Dataset>
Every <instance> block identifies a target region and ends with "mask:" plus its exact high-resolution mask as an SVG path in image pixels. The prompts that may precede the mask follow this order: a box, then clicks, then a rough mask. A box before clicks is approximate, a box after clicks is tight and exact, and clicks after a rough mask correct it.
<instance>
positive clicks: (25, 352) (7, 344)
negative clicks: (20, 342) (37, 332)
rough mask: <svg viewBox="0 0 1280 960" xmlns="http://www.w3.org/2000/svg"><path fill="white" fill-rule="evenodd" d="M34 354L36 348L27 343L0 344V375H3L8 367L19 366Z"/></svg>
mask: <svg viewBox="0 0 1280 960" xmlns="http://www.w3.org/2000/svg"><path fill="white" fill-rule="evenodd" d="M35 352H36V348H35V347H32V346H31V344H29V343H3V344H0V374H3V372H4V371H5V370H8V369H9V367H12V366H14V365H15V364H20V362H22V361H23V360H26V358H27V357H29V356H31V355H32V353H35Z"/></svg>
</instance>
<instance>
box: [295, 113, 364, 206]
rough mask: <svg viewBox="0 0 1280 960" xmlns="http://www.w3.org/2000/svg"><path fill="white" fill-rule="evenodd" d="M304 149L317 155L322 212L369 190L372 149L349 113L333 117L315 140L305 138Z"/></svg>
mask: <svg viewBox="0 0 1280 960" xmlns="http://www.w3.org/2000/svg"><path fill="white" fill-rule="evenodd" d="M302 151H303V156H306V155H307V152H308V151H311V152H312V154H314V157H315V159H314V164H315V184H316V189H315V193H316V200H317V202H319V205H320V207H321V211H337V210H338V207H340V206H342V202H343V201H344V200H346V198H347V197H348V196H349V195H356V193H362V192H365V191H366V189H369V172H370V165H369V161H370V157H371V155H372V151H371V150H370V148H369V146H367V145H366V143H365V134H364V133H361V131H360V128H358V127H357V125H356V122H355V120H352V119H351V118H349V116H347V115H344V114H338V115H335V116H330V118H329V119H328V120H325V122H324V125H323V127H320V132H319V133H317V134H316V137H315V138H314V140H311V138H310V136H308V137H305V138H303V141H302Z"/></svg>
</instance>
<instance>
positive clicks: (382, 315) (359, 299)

Work order> Lines with "positive" in the records above: copy every one of them.

Response>
positive clicks: (25, 352) (7, 344)
positive clicks: (382, 315) (359, 299)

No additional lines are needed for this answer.